Study text »
::::
Best Insurance Plan is to Stay Healthy

According to an annual survey called the "Update on Health Reform in Massachusetts," about 70% of Massachusetts residents still like the state's almost-kinda-sorta universal health care system.

That's the good news. Here's some of the bad:

[A]n increasing percentage of residents are now reporting problems paying medical bills. It also found that a rising number of residents, especially those with lower incomes, are reporting that they did not get needed care because of costs, which are rising faster than inflation.

Health care reform that doesn't control costs isn't much of a reform. And "reform" that maintains the inefficient and expensive system of multiple for-profit payers isn't reform at all.

Last year, almost 18% of Massachusetts residents reported having problems paying bills, in spite of our "near-universal" health care law.

And this may be most disturbing of all:

Difficulties finding a physician were much more common for low-income than higher-income residents. And adults with state-subsidized health insurance were much more likely to be told that a physician was not taking their type of insurance - 24 percent - compared with those with private insurance, 7 percent.

One out of four low-income residents with subsidized insurance have trouble finding a doctor who'll take them as patients? I don't call that reform at all.

Percentage-wise, more Massachusetts residents are insured than those in any other state. But it's starting to sound to me like many of them are insured in name only. This is not the kind of system the US should adopt. But the Obama plan, with its insistence on maintaining private insurers, sounds alarming like it.

Comments

Abi, Cartledge asked me to tell you that he finds he is blocked at your blog. Can you email him or leave a message on his blog?

ps, if the universal health care we end up with is MA style, it might be worse than no health care at all. in fact, it may actually be no health care at all if doctors are allowed to refuse to see state-covered patients!

Abi, Cartledge asked me to tell you that he finds he is blocked at your blog. Can you email him or leave a message on his blog?

ps, if the universal health care we end up with is MA style, it might be worse than no health care at all. in fact, it may actually be no health care at all if doctors are allowed to refuse to see state-covered patients!

Thanks DK. Hmmm, don't know what happened with Cart. I surely didn't block him out. I'll check it out.

The Mass. plan seems nothing more than a way to say we have universal coverage (it's now officially called "near-universal" health care). It maintains the top-heavy, redundant, for-profit system of private insurers, so costs are not being controlled. It's definitely the wrong road to go down.
::::
Supplied information »
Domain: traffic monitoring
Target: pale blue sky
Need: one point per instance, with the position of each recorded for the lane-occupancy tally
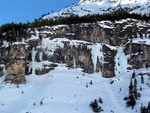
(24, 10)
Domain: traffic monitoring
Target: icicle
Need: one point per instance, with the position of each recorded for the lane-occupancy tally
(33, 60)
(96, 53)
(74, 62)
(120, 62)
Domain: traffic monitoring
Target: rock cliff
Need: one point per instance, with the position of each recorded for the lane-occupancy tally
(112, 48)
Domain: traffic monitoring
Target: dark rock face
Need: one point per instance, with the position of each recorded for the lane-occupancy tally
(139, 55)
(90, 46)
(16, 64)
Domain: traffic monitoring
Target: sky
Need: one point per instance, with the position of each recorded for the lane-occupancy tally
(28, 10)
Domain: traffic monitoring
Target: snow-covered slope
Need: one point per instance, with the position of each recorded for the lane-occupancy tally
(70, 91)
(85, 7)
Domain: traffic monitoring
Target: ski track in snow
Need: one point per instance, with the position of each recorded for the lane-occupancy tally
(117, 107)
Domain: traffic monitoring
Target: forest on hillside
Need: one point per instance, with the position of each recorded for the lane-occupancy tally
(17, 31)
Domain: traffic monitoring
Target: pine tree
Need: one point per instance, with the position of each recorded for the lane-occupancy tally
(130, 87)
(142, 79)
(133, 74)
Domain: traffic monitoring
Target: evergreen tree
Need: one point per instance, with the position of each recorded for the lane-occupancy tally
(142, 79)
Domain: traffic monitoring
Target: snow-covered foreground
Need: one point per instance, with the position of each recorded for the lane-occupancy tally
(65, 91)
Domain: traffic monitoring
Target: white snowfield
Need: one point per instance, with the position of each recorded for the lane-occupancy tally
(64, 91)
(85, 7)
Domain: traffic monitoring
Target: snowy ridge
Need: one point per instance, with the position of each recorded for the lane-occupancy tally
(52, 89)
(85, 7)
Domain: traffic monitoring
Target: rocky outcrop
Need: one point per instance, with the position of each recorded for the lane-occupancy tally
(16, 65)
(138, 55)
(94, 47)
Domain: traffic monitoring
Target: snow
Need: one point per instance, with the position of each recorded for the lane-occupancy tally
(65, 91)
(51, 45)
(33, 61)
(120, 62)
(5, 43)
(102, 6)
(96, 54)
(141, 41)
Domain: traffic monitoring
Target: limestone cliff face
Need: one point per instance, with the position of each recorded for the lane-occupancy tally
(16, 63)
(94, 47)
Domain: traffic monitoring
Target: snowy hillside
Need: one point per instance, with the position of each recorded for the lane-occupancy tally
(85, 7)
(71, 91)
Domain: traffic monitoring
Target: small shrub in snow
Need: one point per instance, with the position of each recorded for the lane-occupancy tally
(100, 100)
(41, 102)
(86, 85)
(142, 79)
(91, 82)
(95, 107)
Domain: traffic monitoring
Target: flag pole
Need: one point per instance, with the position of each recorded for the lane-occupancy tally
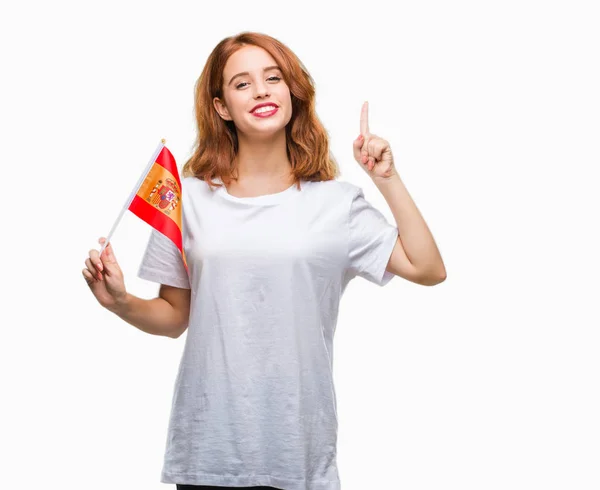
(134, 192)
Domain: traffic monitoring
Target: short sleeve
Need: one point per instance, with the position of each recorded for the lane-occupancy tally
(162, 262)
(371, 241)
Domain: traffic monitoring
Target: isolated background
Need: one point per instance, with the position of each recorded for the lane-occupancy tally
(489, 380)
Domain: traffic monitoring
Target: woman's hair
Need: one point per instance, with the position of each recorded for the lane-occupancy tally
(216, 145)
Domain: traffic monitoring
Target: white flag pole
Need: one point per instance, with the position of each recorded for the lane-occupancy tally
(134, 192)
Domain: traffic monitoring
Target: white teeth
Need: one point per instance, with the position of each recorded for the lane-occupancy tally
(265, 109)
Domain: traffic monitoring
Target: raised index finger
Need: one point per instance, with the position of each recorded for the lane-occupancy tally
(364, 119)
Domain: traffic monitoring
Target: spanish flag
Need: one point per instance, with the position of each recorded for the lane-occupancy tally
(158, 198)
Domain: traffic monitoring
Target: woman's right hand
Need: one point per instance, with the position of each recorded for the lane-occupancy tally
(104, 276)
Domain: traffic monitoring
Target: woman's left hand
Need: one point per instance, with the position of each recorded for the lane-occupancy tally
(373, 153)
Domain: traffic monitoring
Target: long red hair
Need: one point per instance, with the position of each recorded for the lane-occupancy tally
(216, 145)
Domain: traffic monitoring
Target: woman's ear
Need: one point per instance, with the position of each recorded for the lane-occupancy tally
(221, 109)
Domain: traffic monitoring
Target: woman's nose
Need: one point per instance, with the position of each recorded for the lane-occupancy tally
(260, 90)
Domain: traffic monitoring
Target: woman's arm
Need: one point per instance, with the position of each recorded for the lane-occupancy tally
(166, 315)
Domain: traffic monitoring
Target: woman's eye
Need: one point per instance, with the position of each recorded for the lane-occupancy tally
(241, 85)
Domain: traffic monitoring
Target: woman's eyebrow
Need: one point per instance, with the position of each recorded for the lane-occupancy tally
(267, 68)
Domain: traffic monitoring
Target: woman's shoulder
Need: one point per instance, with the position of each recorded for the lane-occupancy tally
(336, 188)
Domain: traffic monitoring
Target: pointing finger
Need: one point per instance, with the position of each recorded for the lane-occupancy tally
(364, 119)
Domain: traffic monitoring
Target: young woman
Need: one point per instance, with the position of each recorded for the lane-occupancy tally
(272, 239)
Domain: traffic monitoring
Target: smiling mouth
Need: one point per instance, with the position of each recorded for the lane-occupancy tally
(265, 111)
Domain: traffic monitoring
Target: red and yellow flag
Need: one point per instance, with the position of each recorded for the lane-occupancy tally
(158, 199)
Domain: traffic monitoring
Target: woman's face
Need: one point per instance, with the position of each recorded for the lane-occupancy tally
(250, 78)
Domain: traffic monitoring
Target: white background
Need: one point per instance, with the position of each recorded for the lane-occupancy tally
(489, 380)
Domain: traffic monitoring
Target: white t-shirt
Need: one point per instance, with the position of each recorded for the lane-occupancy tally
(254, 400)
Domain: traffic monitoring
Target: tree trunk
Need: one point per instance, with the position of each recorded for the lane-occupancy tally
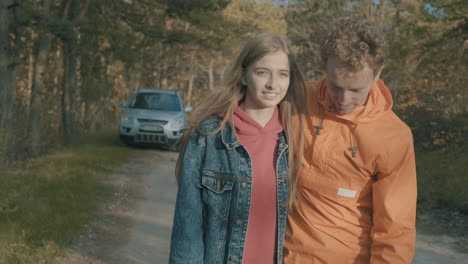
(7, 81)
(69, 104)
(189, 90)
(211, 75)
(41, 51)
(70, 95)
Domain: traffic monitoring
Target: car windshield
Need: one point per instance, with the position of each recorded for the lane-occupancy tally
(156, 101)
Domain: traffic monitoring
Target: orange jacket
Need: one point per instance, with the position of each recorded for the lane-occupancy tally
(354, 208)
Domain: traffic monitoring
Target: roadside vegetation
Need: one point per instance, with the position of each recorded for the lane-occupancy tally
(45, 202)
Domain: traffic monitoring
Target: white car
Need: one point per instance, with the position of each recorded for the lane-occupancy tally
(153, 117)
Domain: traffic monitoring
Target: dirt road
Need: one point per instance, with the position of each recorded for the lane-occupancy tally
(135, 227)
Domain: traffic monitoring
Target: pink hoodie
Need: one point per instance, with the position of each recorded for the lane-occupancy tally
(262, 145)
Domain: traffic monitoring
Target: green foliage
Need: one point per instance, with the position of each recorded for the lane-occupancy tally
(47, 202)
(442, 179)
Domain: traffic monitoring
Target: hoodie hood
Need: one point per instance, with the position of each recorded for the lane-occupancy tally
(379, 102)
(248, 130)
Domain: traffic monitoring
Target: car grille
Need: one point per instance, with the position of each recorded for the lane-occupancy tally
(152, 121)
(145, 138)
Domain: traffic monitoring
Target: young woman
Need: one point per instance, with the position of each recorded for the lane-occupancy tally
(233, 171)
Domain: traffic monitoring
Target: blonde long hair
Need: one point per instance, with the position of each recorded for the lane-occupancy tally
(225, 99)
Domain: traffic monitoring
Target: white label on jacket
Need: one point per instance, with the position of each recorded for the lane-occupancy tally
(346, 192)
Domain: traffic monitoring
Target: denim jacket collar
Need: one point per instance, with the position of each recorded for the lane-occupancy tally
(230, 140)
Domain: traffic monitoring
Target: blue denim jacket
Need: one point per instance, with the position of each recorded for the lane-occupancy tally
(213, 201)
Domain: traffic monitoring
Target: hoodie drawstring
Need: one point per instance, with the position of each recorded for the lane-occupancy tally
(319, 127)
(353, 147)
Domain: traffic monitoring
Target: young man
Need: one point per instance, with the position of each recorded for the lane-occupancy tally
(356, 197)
::::
In the post on Massachusetts health reform, what percentage of adults with state-subsidized insurance were told that a physician was not taking their type of insurance?

24 percent